* _Texto para leitura_
- - -

Na sua opinião, no Brasil, as mulheres ainda não são donas do próprio corpo. Apesar do processo longo e difícil, o acolhimento legal e a execução desse direito nas estruturas públicas de saúde em Portugal determinaram a diferença no que a escritora entende como mínimo de controle sobre o próprio corpo.
O processo para que o aborto fosse legalizado em Portugal teve algumas etapas, algumas pelas quais o Brasil também já passou.
Uma década da Revolução dos Cravos, em 1984, foi aprovada uma lei que previa o aborto em situações de risco de morte ou “grave e duradoura lesão para o corpo ou para a saúde física ou psíquica da mulher”, além de comprovada doença e/ou malformação incurável do feto e, por fim, por motivos de gravidez resultado de violação, desde que nesses últimos dois casos, a gravidez fosse interrompida até a décima sexta semana.
Não observar os prazos previstos na lei, a mulher poderia ser punida com até três anos de prisão. No Brasil, a legislação que trata do tema tem mais de 80 anos, ainda assim, a interrupção da gravidez é permitida, sem limite de tempo, nos casos em que a gravidez ocorre por estupro, quando há risco à vida da gestante ou quando há diagnóstico de anencefalia do feto.

- - -

[Entradas do conjunto de dados]
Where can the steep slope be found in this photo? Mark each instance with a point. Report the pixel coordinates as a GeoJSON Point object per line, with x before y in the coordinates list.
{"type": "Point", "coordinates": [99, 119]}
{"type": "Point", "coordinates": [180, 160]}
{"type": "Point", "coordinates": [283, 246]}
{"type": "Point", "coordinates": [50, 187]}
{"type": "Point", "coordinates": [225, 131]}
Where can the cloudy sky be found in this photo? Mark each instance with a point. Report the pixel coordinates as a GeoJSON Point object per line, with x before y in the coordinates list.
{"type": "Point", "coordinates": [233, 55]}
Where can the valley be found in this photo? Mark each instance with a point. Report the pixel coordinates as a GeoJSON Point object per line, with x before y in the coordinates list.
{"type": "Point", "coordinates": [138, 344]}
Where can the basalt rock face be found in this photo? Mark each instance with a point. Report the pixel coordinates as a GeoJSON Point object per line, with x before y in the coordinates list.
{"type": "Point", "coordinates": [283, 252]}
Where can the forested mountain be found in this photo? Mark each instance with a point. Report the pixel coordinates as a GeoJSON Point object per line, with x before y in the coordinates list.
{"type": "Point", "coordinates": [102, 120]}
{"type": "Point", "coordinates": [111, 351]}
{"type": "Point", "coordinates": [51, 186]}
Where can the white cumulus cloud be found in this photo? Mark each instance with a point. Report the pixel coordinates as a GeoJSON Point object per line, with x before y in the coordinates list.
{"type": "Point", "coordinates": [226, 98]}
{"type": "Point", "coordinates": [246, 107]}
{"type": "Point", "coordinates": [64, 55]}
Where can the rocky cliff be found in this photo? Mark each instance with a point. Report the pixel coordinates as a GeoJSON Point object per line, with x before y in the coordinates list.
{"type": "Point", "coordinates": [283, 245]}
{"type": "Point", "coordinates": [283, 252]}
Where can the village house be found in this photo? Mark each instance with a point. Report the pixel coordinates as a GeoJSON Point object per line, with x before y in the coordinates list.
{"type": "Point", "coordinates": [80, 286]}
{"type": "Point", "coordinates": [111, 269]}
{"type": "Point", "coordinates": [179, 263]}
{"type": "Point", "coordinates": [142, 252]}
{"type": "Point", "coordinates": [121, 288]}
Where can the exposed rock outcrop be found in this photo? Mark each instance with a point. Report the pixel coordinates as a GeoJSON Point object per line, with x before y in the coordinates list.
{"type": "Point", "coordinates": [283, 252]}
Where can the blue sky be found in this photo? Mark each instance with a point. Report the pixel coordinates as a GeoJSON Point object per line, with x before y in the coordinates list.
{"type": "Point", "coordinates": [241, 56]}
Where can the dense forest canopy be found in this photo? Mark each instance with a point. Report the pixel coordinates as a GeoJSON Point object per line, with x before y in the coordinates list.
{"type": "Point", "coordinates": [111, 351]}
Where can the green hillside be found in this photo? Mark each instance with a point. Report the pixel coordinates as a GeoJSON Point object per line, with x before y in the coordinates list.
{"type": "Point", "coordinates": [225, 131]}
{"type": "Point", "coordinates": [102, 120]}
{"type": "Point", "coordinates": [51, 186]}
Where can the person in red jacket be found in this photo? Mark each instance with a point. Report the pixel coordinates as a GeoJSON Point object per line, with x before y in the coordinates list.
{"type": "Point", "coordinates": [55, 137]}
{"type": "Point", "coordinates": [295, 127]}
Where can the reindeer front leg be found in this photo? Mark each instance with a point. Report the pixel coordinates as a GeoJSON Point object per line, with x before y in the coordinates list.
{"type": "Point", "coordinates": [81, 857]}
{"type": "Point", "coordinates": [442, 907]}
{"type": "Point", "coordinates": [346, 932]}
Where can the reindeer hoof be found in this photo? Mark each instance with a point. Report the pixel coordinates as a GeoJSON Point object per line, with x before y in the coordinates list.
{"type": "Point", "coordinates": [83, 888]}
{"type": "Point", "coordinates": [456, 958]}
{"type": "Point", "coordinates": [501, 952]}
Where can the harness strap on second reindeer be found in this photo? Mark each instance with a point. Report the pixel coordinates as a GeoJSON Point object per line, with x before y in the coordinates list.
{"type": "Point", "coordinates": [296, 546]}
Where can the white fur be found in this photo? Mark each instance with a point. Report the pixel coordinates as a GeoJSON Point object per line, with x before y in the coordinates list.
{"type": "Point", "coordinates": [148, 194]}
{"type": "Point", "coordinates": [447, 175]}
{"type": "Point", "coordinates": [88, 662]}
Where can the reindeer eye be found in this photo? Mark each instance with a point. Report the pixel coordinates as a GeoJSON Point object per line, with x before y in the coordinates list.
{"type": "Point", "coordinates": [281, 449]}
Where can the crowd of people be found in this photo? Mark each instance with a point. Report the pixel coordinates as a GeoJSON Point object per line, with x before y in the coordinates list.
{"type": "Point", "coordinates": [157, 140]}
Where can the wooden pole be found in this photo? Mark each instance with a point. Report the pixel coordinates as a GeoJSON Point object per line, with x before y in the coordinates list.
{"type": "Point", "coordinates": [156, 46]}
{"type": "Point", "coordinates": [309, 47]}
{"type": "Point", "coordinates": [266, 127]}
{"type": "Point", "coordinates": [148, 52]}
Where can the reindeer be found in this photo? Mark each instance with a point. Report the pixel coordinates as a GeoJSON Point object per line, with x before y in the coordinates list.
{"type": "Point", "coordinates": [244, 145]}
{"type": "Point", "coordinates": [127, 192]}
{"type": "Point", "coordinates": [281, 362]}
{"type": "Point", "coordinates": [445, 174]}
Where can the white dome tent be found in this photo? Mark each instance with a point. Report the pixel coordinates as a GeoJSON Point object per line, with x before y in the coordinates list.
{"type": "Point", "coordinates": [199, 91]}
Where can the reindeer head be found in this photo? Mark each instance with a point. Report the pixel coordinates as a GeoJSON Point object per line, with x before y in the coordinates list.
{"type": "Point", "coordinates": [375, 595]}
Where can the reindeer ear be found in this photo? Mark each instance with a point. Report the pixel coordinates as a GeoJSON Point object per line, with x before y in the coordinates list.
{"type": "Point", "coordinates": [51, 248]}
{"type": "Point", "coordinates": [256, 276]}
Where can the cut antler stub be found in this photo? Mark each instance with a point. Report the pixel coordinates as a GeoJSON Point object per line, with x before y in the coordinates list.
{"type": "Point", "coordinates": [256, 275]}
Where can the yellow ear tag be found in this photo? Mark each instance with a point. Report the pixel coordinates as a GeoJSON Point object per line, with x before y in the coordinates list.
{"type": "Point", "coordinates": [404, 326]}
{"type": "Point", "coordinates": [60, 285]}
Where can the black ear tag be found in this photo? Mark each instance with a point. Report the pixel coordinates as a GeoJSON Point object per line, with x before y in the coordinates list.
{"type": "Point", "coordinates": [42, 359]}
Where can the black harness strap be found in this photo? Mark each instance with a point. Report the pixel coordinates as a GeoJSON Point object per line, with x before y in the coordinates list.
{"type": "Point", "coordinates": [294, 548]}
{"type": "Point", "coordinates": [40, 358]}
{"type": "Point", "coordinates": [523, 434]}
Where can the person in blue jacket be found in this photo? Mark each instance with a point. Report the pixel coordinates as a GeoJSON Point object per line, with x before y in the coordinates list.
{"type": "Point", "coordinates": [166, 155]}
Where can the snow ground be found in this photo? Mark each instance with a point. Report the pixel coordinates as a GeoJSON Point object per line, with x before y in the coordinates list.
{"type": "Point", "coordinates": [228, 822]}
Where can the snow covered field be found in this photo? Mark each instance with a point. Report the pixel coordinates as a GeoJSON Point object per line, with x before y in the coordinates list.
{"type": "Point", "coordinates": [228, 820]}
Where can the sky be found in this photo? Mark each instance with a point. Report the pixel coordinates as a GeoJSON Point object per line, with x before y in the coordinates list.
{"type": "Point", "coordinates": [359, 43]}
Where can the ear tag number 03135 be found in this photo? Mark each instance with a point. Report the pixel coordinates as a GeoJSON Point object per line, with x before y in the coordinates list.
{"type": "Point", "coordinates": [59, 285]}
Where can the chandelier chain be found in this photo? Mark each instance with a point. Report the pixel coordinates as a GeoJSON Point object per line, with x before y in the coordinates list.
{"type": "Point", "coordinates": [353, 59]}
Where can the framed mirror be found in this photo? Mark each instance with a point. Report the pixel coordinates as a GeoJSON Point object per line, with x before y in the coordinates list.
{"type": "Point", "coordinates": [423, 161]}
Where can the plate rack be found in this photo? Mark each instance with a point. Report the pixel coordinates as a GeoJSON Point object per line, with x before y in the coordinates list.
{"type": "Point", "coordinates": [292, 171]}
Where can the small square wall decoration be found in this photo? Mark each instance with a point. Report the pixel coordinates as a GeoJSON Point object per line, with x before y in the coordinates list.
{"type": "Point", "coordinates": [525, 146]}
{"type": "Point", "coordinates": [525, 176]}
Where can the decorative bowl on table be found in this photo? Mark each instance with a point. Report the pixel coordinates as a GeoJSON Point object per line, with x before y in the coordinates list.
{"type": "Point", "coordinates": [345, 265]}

- - -

* _Exercícios_
(A) Segundo o texto sobre a legalização do aborto, em que ano foi aprovada em Portugal a lei que previa o aborto em certas situações?
(B) Liste todas as situações em que, de acordo com o texto sobre a legalização do aborto, a lei portuguesa aprovada em 1984 previa o aborto.
(C) Reescreva em forma de lista o parágrafo do texto sobre a legalização do aborto que começa com "Uma década da Revolução dos Cravos", mantendo os fatos principais.

* _Resultados por tarefa_
(A) Em 1984.

(B)
- Risco de morte
- "Grave e duradoura lesão para o corpo ou para a saúde física ou psíquica da mulher"
- Comprovada doença e/ou malformação incurável do feto
- Gravidez resultante de violação

(C)
- Em 1984, uma década após a Revolução dos Cravos, foi aprovada em Portugal uma lei sobre o aborto.
- A lei previa o aborto em caso de risco de morte ou de grave e duradoura lesão para o corpo ou para a saúde física ou psíquica da mulher.
- Previa-o também em caso de comprovada doença e/ou malformação incurável do feto.
- Previa-o ainda quando a gravidez resultasse de violação.
- Nos dois últimos casos, a interrupção tinha de ocorrer até a décima sexta semana.